In the Middle of the Night
A weird clunk. A bad dream. A 3 A.M. pee break. It's perfectly natural for us to wake periodically at night. The problem is our reaction to that trouble. "People go into fight mode. We think that any wakefulness at night is insomnia," Naiman says. "But usually you can nod off again." Try these tips to stop your mind from going on a worry bender — at least long enough for you to get back to sleep.
Don't let the eight-hour myth make you cuckoo. Thinking that you absolutely must get eight hours of sleep every night or all is lost has kept many an insomniac tossing and turning. Everyone's needs are different, but many people do fine with less. Stop catastrophizing if you're awake for a while. For plenty of us, it's just part of a normal pattern.

Source data —
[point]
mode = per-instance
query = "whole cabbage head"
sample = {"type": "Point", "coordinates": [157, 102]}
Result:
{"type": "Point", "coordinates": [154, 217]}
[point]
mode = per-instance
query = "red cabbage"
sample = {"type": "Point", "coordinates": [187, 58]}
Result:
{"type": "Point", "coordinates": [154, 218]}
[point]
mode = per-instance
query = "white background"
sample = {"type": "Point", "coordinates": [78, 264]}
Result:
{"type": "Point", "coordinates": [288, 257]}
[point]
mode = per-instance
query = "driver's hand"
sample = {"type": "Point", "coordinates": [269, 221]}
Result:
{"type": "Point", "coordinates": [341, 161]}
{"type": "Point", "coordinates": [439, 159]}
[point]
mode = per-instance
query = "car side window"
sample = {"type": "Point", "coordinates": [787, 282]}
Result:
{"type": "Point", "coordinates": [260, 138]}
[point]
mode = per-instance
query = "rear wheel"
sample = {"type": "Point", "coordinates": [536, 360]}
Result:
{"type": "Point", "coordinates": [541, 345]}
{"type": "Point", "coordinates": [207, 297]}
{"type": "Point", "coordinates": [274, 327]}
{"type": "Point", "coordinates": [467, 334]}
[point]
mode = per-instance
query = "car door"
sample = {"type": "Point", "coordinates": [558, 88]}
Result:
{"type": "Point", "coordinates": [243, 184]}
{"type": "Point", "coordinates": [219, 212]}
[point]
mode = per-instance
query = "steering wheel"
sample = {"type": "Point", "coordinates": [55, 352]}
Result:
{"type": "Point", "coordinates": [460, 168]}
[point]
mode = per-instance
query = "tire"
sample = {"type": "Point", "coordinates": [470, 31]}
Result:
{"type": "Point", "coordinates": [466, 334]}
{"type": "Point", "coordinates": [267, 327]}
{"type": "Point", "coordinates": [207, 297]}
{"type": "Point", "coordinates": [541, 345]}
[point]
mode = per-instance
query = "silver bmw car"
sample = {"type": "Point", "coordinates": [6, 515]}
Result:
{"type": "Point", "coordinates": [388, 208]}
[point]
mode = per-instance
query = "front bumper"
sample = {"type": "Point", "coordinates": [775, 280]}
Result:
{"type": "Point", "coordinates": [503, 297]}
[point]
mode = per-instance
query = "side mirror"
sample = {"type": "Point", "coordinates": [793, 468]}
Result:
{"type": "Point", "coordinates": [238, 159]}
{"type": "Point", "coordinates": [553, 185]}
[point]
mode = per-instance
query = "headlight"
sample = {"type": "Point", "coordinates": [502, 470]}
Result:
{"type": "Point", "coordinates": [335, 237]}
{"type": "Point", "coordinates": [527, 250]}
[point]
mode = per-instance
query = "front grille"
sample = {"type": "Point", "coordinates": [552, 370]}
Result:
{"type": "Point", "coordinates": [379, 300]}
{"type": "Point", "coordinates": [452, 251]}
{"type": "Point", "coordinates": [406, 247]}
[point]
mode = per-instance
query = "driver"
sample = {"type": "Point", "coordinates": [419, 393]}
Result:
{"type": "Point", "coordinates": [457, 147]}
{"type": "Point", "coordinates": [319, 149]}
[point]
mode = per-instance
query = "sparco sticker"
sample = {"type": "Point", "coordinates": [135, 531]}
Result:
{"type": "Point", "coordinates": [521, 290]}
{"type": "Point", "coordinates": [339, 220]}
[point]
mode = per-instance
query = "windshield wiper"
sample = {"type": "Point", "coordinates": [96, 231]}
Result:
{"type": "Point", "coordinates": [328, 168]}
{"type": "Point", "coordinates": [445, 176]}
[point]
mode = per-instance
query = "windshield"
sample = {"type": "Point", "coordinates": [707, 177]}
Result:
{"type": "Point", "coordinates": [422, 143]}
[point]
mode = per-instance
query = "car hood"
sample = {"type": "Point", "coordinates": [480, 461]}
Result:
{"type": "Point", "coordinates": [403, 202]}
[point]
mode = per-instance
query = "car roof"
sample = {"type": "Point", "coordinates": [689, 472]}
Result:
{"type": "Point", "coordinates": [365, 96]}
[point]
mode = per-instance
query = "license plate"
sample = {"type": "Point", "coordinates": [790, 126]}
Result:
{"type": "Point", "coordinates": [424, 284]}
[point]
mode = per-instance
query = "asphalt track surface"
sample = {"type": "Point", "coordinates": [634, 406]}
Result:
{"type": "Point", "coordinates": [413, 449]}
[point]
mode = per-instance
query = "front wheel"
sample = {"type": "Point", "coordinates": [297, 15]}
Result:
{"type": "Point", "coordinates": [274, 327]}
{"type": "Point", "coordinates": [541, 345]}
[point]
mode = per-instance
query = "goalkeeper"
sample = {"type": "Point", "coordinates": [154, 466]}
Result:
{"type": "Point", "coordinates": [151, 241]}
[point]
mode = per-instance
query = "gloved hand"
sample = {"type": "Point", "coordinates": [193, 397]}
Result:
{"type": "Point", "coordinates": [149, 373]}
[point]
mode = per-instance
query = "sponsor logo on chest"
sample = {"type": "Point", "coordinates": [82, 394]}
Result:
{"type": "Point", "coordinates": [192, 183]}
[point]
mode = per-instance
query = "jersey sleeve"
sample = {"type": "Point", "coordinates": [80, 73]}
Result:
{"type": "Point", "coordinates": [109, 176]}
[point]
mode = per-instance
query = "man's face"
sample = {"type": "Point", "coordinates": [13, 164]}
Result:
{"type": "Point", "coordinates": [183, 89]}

Exercise details — Can you write the next part of the text on waking in the middle of the night, picking up after its final sentence?

Expected answer —
Let your body handle it. When your ruminating brain won't let you sleep, breathing exercises are your best bet. Just focus on your breath — inhale, exhale, repeat. "Doing this redirects the part of your brain that wants to stay active," Collop says. Or you can try progressive muscle relaxation, which also helps distract your churning mind. Tense your toes, then relax. Tense your calves, then relax. Keep working upward, toward your head. By the time you hit your shoulders, you're usually back in la-la land.
Get out of bed. If nothing's working, go to another room. Otherwise, you may associate the bed with tossing and turning. Move to a dimly lit place and do something calming (flip through a book with pretty pictures, meditate) until you feel sleepy, then head back to bed, Collop says.
The Day After
We're all going to have a rough night every once in a while. Manage your next day with the "plan zzzz" below so that one eyes-wide-open spell doesn't trigger days of misery.
Stick to your schedule. If you have an off night, don't cave in to the temptation to take a nap the next day or go to bed earlier that night. Let your usual schedule prevail. When you vary your sleep patterns, it throws off your circadian rhythm, so you'll be working against what your body naturally wants you to do at certain times, says Michael Irwin, MD, director of the UCLA Mindful Awareness Research Center.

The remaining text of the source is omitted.